» **Problem details**:
Check each line of the records below and collect those holding "shirt".

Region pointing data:
-- Opening Marker --
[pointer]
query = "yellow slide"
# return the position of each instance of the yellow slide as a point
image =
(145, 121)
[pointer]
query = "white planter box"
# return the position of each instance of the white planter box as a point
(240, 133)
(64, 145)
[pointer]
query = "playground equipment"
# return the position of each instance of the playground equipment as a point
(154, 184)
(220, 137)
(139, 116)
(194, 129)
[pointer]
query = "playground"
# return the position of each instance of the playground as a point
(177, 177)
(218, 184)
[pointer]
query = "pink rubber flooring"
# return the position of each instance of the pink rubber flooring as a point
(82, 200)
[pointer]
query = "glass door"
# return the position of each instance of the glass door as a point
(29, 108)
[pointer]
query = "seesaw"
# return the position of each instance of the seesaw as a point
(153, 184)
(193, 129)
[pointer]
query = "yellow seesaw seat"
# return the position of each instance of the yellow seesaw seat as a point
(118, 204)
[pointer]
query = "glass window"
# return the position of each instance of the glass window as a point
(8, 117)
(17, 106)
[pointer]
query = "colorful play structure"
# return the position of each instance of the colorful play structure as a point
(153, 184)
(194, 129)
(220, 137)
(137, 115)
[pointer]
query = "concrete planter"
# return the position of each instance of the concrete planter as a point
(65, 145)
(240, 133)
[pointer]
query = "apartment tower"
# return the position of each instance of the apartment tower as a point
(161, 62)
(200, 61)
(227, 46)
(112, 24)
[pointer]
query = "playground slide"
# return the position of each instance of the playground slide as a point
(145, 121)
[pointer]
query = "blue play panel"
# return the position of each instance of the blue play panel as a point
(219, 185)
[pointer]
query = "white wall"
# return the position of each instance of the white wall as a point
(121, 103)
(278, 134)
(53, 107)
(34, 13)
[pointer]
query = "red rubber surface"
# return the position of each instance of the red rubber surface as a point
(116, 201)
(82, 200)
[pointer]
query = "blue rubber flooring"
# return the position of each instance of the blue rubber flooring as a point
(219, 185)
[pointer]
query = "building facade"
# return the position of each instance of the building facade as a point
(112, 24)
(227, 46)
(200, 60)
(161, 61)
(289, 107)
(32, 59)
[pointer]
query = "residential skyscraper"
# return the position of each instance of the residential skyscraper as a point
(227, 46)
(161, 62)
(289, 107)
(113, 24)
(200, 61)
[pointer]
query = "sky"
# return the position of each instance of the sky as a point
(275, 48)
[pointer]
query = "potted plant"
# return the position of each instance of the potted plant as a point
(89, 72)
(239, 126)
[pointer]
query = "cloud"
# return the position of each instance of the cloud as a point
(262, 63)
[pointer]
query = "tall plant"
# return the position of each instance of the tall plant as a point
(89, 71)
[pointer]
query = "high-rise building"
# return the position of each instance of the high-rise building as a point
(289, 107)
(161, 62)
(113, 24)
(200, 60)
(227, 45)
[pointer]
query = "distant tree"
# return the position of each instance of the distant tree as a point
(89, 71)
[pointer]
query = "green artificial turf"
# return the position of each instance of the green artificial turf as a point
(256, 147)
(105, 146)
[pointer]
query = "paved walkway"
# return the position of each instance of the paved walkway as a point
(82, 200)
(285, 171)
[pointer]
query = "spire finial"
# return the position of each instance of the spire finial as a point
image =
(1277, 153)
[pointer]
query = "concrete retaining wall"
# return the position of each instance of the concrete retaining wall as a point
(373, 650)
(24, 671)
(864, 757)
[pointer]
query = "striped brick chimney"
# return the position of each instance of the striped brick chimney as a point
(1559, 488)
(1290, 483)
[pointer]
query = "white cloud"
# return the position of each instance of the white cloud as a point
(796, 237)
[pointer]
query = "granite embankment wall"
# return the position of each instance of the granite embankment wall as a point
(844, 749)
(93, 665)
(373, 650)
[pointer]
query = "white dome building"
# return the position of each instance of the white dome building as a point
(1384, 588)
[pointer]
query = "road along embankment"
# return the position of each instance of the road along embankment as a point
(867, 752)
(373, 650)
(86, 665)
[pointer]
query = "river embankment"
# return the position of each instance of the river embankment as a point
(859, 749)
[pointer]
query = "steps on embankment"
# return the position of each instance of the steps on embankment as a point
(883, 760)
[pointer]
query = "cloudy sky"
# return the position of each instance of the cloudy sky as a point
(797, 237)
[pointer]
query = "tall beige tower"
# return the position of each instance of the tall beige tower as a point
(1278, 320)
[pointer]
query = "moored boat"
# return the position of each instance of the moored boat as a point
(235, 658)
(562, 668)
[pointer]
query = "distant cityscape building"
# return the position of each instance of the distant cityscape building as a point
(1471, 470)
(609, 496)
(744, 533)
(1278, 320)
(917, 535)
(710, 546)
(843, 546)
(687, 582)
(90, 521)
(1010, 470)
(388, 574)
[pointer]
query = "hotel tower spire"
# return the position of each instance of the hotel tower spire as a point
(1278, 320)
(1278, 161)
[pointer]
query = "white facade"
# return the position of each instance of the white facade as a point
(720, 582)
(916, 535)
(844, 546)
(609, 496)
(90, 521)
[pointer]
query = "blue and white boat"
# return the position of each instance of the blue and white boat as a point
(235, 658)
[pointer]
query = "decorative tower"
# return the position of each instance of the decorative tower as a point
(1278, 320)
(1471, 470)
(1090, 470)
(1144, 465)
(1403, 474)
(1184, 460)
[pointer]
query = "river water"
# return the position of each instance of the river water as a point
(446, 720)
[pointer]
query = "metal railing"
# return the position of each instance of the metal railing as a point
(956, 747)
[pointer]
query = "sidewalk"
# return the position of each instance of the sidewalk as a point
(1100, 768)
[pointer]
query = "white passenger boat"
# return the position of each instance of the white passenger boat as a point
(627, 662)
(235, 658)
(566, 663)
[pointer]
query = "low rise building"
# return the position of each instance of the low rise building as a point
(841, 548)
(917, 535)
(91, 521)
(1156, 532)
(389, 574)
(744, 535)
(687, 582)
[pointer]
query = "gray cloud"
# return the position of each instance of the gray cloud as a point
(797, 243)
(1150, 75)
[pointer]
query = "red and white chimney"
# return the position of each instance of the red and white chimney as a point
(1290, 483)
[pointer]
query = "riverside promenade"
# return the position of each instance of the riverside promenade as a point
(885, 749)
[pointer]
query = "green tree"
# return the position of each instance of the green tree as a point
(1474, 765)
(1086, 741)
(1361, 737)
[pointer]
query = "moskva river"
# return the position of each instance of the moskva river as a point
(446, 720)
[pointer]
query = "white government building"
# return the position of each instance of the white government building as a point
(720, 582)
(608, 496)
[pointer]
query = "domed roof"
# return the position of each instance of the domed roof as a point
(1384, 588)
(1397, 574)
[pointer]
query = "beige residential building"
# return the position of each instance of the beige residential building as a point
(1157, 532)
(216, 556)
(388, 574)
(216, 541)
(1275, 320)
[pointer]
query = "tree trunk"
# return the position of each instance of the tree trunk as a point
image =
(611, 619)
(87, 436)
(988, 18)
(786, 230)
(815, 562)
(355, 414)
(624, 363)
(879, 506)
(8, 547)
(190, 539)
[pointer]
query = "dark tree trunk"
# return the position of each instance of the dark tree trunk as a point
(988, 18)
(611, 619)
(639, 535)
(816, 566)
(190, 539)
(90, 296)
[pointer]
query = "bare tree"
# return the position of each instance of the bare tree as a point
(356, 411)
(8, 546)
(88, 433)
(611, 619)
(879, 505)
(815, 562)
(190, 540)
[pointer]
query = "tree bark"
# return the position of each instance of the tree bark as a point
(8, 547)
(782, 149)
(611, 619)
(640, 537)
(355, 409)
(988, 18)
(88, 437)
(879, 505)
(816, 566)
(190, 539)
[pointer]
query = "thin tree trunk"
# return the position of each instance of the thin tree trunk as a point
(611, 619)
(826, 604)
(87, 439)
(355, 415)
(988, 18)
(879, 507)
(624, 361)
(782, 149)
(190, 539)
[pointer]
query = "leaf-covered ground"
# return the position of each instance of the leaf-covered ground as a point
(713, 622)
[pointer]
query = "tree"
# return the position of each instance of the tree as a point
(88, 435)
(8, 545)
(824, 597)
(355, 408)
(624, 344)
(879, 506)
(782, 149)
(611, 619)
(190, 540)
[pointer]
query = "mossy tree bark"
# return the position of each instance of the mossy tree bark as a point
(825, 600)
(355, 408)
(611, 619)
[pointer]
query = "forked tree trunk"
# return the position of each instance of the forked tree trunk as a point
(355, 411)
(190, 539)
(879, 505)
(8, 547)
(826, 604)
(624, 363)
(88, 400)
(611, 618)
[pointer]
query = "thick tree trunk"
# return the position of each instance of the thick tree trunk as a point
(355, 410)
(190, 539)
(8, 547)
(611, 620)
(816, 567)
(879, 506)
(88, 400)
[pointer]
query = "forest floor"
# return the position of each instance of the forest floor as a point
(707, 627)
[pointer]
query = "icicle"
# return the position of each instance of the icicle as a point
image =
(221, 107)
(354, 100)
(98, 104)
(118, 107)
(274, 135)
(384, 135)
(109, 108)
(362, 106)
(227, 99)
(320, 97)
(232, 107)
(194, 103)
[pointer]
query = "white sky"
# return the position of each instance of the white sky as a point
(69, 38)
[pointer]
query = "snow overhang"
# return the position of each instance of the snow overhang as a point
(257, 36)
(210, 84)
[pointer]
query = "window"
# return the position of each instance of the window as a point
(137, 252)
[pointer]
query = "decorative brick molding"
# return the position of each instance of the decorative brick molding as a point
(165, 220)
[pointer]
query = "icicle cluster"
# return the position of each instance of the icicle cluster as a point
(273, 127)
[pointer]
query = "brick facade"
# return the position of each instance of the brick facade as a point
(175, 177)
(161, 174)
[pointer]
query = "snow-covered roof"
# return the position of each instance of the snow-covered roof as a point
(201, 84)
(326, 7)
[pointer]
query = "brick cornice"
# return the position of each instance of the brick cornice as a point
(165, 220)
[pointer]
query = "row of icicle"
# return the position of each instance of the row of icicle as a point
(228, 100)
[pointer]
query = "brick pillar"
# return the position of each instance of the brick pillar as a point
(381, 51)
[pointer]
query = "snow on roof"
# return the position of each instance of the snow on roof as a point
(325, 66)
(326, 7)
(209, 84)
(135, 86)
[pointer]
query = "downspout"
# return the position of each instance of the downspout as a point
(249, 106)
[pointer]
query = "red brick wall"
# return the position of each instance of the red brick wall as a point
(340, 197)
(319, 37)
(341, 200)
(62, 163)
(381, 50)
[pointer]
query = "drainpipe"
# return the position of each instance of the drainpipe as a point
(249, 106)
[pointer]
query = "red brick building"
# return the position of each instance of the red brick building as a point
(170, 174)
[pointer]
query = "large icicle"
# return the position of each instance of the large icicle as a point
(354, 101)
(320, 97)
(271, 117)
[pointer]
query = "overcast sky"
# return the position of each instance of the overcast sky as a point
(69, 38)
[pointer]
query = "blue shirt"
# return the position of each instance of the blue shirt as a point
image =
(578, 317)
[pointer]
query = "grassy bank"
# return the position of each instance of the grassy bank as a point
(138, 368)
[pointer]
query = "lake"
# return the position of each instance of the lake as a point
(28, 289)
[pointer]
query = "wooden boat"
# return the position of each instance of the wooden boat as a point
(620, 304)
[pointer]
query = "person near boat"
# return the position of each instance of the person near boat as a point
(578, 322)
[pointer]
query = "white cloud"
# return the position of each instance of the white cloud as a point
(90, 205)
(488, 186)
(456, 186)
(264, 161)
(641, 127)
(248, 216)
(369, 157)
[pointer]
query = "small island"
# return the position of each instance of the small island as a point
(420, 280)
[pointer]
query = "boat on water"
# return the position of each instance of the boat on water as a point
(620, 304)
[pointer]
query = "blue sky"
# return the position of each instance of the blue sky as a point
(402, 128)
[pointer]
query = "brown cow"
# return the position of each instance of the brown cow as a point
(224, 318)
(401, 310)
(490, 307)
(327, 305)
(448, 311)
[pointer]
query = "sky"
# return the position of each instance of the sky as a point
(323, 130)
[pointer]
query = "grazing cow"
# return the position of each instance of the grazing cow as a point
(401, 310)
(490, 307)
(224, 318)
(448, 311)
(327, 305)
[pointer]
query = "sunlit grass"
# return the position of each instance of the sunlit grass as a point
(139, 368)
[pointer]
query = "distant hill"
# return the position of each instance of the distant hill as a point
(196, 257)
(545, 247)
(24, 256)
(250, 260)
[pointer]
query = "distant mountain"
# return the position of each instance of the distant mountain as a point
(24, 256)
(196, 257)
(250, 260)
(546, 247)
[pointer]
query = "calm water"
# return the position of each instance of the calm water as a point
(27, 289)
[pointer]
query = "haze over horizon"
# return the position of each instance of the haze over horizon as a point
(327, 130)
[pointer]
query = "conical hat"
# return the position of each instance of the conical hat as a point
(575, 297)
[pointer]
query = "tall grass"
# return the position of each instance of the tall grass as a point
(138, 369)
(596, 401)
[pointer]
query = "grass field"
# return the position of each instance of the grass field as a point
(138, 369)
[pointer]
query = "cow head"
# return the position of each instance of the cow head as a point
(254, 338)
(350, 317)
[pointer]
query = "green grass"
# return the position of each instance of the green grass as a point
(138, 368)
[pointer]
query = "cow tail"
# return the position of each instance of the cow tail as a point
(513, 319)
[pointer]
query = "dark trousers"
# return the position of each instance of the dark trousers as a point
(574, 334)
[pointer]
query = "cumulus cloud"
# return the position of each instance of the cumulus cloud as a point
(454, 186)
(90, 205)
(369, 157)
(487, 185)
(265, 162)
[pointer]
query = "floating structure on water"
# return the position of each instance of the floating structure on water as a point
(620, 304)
-- Closing Marker --
» **Solution**:
query = "blue shirt"
# return the position of each instance of the blue shirt as a point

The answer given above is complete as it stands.